(Pointing dataset excerpts)
- - - - -
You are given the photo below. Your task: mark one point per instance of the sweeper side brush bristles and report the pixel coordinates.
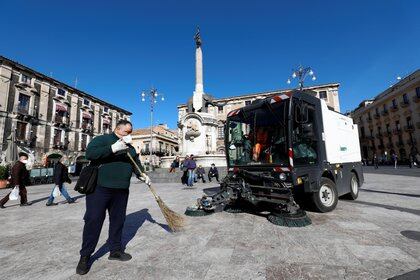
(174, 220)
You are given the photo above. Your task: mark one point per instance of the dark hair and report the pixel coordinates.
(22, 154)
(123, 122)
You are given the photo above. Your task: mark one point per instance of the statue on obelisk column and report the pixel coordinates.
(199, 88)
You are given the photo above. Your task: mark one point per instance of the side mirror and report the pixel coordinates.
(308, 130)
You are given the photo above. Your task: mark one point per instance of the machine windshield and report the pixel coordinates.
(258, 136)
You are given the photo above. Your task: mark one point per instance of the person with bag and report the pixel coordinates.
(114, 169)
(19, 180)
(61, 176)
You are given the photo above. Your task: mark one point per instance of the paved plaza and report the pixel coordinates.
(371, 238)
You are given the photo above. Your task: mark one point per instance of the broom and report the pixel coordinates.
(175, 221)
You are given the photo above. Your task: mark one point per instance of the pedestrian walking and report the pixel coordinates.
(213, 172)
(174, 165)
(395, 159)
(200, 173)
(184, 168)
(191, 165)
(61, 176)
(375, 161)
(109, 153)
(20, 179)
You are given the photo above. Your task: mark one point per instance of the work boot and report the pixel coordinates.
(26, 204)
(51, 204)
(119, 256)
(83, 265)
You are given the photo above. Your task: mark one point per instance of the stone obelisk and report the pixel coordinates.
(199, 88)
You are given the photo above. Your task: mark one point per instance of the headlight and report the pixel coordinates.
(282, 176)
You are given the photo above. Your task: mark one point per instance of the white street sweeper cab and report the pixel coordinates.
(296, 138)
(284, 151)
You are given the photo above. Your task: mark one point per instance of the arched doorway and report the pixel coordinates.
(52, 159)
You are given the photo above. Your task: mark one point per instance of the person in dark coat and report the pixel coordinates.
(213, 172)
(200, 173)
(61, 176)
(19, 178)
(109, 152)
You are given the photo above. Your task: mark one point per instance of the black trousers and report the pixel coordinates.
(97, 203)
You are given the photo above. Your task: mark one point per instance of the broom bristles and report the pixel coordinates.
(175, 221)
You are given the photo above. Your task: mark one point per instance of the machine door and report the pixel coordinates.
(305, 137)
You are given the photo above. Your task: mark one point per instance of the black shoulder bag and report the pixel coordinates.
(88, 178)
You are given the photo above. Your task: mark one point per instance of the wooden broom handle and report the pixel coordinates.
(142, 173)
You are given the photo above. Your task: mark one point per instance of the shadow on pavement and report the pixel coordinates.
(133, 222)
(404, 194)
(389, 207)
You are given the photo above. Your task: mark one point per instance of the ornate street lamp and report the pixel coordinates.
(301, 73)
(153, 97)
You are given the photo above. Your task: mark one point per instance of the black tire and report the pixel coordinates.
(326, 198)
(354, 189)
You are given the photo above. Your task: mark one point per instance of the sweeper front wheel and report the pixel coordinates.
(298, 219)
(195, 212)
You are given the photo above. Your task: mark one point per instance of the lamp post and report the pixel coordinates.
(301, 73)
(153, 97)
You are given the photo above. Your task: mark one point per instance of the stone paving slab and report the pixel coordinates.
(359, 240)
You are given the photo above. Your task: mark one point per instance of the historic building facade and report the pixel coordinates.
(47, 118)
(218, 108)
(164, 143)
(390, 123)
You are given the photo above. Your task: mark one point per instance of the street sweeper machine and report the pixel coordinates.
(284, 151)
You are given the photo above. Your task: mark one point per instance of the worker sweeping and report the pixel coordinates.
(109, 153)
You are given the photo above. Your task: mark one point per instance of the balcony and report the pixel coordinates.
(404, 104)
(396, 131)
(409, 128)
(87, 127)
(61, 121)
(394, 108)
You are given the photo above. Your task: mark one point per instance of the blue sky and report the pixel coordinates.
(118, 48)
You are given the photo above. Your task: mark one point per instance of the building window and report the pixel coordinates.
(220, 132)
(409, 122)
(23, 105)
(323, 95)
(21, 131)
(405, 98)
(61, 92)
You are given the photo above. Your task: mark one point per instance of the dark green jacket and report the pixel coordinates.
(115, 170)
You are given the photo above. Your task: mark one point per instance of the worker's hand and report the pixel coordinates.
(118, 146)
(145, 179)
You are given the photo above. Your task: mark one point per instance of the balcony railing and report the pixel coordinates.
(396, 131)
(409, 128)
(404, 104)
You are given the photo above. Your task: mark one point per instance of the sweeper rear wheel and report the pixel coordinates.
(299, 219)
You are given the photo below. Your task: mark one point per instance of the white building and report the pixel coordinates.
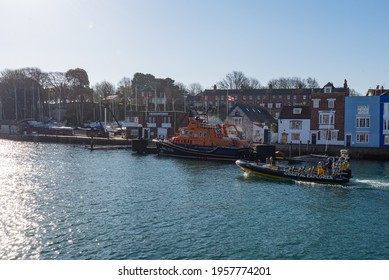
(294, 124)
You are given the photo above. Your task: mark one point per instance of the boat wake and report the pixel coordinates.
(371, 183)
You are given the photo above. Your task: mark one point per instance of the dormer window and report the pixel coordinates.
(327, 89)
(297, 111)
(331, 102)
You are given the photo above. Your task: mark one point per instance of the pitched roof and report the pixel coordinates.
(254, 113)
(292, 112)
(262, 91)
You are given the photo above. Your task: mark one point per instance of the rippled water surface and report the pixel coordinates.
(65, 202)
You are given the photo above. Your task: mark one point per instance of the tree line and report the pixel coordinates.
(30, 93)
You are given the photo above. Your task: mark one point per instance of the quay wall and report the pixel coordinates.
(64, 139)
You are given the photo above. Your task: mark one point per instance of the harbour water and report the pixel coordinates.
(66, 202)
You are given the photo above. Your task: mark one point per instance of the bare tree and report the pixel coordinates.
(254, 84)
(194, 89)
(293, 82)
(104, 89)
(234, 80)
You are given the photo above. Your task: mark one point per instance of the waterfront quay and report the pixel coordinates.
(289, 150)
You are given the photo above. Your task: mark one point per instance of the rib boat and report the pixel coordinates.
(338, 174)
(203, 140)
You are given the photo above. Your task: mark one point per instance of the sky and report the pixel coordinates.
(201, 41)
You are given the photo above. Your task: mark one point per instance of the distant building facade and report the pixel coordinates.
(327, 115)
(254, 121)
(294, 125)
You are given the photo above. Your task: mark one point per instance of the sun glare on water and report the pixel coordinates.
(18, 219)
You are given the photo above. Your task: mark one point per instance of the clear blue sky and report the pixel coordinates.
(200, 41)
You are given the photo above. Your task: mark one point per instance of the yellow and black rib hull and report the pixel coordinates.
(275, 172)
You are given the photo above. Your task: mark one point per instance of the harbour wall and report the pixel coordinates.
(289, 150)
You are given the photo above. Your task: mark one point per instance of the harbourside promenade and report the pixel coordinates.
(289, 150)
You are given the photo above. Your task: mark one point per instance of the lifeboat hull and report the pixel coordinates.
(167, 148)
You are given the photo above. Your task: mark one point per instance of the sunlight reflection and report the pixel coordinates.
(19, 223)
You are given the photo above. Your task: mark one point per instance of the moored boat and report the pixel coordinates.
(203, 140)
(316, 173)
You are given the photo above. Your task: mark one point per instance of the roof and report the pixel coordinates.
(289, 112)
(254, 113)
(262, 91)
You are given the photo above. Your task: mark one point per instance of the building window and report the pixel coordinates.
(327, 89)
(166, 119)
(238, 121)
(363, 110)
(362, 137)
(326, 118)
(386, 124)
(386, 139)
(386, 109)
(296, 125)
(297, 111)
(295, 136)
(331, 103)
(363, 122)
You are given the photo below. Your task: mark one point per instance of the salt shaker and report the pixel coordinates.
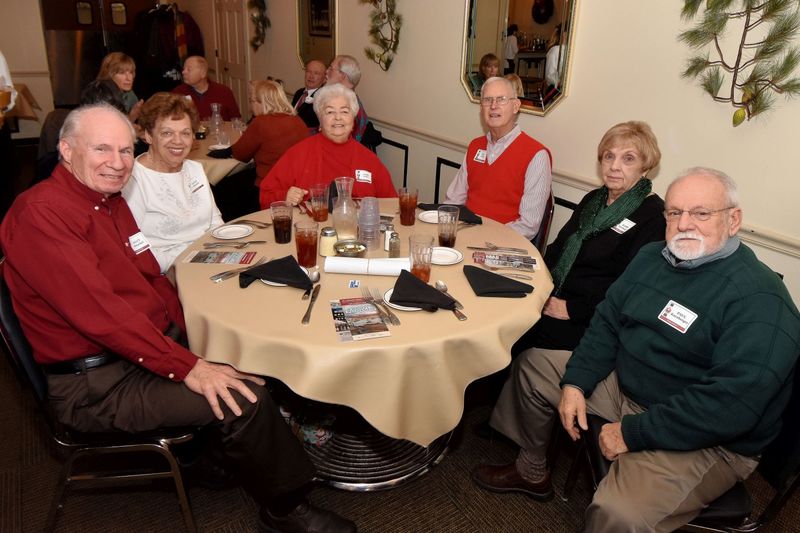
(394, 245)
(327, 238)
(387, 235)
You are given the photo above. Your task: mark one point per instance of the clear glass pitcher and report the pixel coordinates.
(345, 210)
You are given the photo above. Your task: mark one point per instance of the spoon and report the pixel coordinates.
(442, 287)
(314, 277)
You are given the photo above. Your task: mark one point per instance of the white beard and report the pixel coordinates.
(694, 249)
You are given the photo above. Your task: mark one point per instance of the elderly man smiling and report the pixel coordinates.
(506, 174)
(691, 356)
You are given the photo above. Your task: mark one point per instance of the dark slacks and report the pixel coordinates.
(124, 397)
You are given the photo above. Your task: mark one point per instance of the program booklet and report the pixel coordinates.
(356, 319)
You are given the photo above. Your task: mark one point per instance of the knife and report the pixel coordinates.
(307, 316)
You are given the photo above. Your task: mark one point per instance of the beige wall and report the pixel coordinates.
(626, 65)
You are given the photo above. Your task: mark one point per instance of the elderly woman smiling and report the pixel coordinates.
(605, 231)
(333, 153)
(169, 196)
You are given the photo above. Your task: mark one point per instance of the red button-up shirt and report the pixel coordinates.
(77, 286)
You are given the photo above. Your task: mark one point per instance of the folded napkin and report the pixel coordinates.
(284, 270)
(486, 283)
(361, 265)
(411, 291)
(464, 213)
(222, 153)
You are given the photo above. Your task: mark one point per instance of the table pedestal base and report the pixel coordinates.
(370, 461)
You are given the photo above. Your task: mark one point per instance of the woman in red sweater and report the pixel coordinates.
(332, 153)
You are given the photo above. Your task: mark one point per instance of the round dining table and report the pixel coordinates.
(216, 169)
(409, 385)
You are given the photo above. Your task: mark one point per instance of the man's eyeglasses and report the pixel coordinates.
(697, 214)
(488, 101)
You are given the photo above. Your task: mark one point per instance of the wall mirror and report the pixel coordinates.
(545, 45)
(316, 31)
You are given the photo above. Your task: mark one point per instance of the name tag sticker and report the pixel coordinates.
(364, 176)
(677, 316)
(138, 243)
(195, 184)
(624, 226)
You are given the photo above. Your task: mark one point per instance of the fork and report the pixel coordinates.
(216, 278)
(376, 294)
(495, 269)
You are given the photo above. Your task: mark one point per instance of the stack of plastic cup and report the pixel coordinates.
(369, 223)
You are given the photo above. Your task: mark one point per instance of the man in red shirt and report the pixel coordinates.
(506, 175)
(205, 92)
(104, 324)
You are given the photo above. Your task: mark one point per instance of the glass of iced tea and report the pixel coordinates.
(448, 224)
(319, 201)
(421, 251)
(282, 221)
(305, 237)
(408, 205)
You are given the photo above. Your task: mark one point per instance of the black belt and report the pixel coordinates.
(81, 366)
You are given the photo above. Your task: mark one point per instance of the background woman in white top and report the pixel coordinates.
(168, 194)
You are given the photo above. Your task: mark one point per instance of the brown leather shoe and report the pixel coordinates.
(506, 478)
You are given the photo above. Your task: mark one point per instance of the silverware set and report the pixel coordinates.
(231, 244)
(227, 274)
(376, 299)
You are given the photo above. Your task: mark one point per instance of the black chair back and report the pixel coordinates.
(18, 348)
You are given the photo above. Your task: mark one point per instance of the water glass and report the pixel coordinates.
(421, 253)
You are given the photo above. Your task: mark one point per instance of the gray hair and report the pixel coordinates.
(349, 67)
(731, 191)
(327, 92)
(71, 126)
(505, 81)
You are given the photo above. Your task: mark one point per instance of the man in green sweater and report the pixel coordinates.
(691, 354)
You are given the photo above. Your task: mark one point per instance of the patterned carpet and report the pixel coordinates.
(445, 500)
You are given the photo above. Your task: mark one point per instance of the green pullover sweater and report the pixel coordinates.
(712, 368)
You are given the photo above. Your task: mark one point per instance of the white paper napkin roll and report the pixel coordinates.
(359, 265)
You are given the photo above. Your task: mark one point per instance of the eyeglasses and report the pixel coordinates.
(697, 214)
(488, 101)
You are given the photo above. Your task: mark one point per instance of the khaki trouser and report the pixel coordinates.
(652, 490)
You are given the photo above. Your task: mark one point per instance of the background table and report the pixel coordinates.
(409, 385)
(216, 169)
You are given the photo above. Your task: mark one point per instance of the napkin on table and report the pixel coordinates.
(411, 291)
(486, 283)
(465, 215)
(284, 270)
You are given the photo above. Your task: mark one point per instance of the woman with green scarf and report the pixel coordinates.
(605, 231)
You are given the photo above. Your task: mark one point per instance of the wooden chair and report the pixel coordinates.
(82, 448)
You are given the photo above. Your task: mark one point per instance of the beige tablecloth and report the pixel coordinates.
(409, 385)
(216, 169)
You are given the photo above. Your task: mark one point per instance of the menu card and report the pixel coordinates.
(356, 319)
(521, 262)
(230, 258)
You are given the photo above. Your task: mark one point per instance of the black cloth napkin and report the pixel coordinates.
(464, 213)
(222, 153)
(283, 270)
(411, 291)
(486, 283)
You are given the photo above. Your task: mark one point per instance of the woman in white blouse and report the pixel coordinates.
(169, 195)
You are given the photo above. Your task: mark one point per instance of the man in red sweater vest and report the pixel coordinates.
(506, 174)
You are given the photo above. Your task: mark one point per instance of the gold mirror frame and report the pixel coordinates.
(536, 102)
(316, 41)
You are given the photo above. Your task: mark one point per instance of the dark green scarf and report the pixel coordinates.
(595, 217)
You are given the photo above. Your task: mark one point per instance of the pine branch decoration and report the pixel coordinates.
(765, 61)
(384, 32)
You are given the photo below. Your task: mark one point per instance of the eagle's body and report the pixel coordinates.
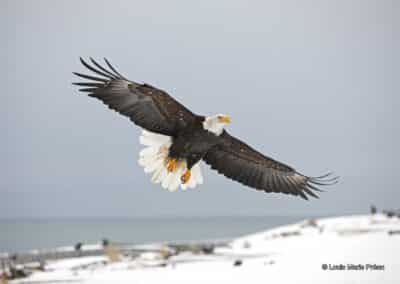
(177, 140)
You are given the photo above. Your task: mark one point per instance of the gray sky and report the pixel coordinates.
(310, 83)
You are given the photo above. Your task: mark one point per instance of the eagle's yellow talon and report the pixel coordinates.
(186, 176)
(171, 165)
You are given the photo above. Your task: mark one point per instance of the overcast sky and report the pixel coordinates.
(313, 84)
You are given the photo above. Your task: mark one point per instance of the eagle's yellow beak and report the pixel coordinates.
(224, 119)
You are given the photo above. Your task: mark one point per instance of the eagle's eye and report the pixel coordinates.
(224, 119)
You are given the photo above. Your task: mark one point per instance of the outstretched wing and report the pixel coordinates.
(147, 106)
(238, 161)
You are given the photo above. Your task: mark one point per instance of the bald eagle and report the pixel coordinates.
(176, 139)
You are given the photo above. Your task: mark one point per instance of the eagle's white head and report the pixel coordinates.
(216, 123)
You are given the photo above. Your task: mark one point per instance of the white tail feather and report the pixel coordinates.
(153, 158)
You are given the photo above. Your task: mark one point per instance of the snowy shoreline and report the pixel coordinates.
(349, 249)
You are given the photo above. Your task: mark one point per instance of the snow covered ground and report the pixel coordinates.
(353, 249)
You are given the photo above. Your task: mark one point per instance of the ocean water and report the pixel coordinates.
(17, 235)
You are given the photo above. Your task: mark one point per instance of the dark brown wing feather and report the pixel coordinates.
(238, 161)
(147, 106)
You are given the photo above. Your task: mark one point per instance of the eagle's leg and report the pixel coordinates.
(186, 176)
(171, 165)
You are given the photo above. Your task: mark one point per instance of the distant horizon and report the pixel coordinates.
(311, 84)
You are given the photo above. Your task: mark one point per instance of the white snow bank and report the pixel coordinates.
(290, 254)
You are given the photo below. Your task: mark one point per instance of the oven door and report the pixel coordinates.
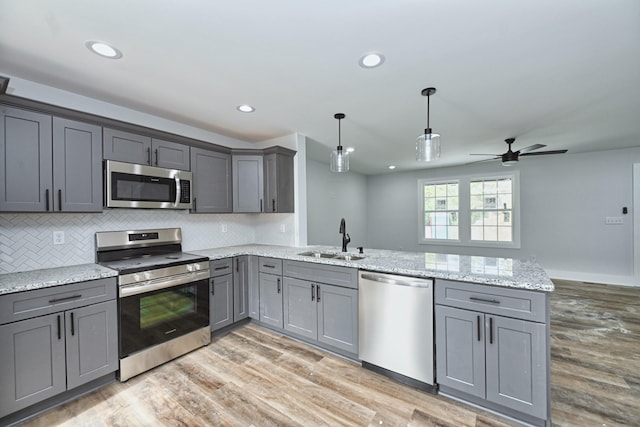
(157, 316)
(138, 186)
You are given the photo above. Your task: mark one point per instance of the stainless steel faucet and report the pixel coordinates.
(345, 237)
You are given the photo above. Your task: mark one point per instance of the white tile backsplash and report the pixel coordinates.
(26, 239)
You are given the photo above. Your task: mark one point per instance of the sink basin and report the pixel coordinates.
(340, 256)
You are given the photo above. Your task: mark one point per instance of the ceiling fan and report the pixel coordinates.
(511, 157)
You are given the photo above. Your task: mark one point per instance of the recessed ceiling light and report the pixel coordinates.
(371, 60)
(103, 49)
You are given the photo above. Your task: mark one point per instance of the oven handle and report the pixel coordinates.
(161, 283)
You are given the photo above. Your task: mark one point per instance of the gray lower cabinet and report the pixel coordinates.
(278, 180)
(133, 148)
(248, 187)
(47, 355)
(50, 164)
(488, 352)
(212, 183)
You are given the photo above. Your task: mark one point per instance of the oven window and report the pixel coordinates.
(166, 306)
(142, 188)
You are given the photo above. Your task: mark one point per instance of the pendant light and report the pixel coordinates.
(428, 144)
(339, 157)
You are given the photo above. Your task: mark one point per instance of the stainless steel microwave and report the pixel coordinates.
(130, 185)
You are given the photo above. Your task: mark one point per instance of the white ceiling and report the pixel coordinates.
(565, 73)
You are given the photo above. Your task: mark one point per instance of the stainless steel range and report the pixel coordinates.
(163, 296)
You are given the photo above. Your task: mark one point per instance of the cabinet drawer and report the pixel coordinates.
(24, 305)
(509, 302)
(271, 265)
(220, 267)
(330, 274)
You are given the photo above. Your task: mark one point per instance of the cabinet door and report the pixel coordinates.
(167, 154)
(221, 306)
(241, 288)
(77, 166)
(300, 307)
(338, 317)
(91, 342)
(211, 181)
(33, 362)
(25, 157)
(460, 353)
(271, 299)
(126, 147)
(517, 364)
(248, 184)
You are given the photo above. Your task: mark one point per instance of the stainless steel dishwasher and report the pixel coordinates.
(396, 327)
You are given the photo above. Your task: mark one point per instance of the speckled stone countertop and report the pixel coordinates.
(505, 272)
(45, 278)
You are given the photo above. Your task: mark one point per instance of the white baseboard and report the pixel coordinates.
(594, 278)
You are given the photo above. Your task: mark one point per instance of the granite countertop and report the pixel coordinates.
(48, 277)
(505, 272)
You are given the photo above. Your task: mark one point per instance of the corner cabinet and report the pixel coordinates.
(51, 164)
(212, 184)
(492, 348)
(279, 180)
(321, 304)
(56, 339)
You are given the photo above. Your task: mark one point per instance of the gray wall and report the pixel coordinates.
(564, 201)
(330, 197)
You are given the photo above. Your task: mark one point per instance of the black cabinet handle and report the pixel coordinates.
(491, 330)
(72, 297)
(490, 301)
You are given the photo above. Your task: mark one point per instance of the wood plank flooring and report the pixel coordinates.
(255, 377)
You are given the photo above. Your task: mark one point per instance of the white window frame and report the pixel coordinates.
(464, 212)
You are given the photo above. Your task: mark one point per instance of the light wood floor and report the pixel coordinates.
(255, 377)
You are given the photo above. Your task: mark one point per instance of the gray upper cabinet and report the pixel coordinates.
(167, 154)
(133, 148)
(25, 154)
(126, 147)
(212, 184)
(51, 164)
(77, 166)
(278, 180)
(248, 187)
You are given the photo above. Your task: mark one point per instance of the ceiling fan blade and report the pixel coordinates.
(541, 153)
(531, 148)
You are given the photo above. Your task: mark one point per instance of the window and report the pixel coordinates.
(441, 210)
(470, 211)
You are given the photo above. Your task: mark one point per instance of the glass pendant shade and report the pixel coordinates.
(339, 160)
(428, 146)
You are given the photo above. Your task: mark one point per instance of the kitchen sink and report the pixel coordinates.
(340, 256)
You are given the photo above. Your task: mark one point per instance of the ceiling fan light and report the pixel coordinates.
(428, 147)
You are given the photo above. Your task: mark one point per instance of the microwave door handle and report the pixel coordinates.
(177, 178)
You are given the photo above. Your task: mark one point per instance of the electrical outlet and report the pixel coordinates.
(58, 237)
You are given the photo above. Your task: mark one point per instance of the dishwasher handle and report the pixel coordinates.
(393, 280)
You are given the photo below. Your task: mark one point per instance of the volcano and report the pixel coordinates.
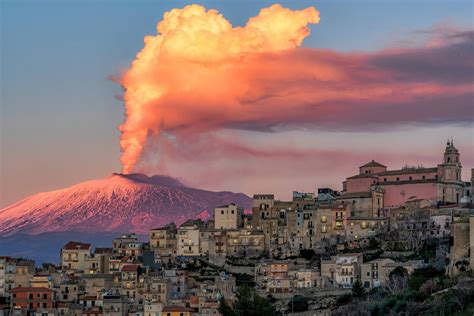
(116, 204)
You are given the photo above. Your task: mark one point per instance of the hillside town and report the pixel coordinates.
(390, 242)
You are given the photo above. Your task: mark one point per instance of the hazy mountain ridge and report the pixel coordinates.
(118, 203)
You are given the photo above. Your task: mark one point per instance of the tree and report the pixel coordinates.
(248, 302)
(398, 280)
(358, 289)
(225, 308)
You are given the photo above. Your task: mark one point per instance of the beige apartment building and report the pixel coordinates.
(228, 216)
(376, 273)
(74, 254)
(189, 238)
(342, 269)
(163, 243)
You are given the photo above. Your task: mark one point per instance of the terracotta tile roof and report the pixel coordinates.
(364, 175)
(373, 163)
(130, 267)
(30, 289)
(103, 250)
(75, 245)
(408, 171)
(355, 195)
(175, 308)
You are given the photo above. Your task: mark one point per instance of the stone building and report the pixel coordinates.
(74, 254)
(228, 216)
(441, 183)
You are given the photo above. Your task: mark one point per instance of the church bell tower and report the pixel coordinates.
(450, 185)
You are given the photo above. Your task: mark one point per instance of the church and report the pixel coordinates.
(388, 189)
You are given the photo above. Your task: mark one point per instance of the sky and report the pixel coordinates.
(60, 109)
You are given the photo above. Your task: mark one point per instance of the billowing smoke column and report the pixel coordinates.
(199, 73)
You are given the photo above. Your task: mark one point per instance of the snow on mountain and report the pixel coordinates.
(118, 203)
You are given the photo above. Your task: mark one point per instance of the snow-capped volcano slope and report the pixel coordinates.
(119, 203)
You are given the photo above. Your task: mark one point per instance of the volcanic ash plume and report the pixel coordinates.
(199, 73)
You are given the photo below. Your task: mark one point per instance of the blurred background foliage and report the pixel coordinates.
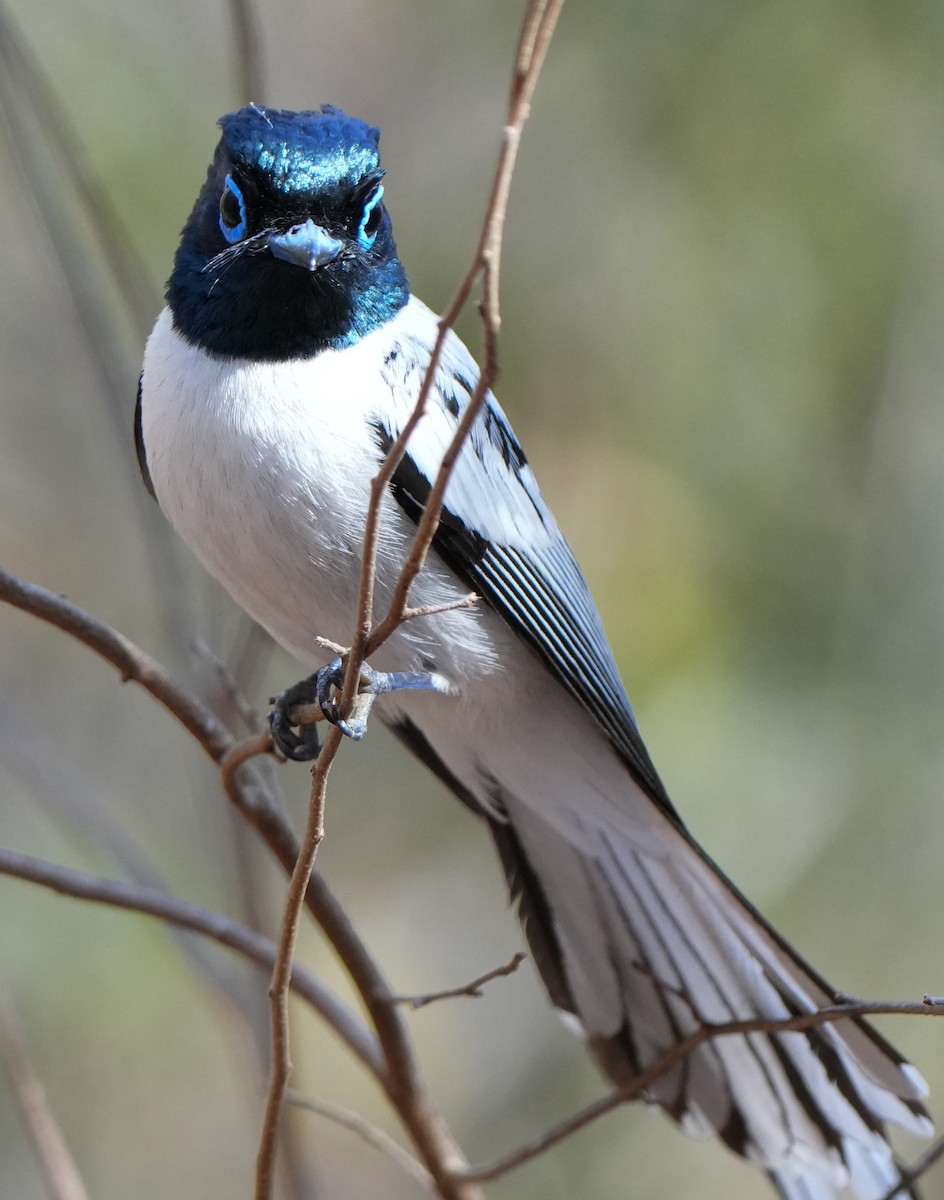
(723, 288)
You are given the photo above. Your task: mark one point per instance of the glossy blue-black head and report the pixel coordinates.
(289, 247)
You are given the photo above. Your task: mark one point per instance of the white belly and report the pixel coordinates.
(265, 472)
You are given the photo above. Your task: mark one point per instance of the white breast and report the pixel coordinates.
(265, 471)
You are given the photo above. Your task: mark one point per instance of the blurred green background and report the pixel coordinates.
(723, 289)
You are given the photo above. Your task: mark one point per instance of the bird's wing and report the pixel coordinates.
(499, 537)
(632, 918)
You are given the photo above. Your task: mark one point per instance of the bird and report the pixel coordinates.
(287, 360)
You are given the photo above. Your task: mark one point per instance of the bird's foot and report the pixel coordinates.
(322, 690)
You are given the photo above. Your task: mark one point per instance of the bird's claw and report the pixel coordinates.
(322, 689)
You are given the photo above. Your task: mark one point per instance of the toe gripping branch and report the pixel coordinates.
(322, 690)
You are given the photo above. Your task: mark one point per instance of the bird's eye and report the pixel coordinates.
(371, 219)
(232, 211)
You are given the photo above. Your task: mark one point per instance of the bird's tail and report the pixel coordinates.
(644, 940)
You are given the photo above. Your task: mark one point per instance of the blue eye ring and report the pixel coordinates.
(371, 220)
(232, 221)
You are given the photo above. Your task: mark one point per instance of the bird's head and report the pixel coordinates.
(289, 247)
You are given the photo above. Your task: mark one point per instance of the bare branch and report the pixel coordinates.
- - - - -
Please convert the lines starting with the one containing "tail and report the pixel coordinates." and going on through the end of the records into a JSON list of strings, one string per line, with blank lines left out.

[
  "You are given the photo above. Your task: mark one point per instance of the bird's tail and report the pixel coordinates.",
  "(644, 940)",
  "You are given the photo above. Your task: mark one point per instance of the blue eye ring and report the pixel coordinates.",
  "(371, 220)",
  "(232, 221)",
  "You are given the photo above. Your task: mark one point per instance of the bird's head and report the pixel coordinates.",
  "(289, 247)",
  "You are given the photo above. Your task: mark one point per instance of the bare branch and report the pixel coordinates."
]